TRY IT
Each of the entries should be output exactly, with nothing left out.

MATERIAL SHOWN
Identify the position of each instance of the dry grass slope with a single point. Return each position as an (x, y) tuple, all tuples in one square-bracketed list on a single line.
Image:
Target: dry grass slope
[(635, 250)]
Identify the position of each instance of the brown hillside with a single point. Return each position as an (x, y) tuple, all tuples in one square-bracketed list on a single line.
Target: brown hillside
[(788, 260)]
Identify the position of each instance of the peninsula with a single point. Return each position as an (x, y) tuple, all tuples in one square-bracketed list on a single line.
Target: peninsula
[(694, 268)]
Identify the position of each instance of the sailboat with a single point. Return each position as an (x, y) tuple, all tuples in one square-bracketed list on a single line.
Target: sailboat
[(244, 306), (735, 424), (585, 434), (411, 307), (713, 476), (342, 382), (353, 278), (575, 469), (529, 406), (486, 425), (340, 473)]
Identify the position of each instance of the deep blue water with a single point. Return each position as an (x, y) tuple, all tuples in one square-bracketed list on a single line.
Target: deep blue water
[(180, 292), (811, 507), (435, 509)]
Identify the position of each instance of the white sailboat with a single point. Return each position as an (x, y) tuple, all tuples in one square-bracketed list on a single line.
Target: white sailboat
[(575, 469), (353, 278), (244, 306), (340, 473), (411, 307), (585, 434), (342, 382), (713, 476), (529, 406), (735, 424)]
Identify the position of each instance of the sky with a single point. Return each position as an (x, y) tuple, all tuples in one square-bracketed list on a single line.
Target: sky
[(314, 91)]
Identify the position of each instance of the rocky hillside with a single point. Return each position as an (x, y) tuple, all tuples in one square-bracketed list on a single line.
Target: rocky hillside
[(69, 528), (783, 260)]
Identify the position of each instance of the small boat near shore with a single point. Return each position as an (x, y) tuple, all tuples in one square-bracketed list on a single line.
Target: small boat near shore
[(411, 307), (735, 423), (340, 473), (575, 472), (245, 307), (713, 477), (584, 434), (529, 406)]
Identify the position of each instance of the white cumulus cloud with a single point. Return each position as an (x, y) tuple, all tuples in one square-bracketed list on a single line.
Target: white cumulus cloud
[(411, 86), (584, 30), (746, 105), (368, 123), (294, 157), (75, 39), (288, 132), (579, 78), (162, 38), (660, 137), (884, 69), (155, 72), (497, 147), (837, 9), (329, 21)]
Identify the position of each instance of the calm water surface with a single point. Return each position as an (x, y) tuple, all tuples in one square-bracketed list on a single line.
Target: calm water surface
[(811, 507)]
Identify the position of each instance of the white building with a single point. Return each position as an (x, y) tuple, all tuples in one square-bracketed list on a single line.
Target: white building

EXERCISE ANSWER
Identify the position of each instance of the dry grass slope with a single point. Return each position as an (x, y) tuple, all tuples in one square-bracketed list on a single line.
Image:
Target: dry grass slope
[(635, 250)]
Identify the position of each instance of the brown hillside with a single point. Return each position as an (x, y) tuple, all tuples in one square-bracketed list on a single line.
Target: brown hillside
[(788, 260)]
Identify the position of each instance of the peninsula with a single point. Return each position as an (x, y) tuple, all tuples in one square-bracketed list on a single line.
Target: peninsula
[(694, 268)]
Identify the position of each instance of the sailboat with a single point. Return each position as an (x, y) tuple, all tuples in one square-bracketed list on a single line.
Target: sailboat
[(244, 306), (735, 424), (585, 434), (411, 307), (713, 476), (342, 382), (353, 278), (575, 469), (529, 406), (486, 425), (340, 473)]
Identify the position of each instance of the deep blue water with a single point. Return each position as an (x, y) tuple, all tuples in one square-bracketed list on a single line.
Target: deep blue water
[(180, 292), (811, 507), (435, 509)]
Identify the position of each instance of the white sailboat with a single point. Return each position as an (x, y) tuple, all tuples in one square-bracketed list on a single line.
Target: white sailboat
[(575, 469), (353, 278), (244, 306), (340, 473), (411, 307), (585, 434), (342, 382), (713, 476), (529, 406), (735, 424)]
Identify the position of each instance of the sky with a single point. Return each position as an (x, y) tuple, all tuples in one square-bracketed list on a single line.
Target: sky
[(314, 91)]
Identify the position of each instance of the rocky hillside with a single point. Return each position as an (x, y) tuple, all tuples in one square-bracketed list on a single line.
Target: rocky hillside
[(69, 528), (783, 260)]
Identify the position of each instance of the small boat near shore with a single point. Return each position as an (x, y) tuple, all tuples in one square-bracketed list on a single line.
Target: small boat near shore
[(411, 307), (735, 423), (340, 473), (575, 472), (245, 307), (713, 477), (584, 434), (529, 406)]
Identify the position of each instance of the white cumulus cloud with a single point. Return each position as an (x, y) tuple, all tuples in one square-bracketed list on a single line.
Target: white cumulus cloud
[(411, 86), (584, 30), (746, 105), (368, 123), (294, 157), (75, 39), (288, 132), (579, 78), (162, 38), (660, 137), (884, 69), (155, 72), (497, 147), (837, 9), (329, 21)]
Identify the position of each instance of the calm water surface with a single point. Return each position as an (x, y) tuple, all tuples in one square-bracketed list on a single line.
Target: calm water surface
[(811, 507)]
Identify the position of each instance of the white building with a single point. Return each position as an (x, y) tuple, all tuples in one square-bracketed list on a single line.
Target: white building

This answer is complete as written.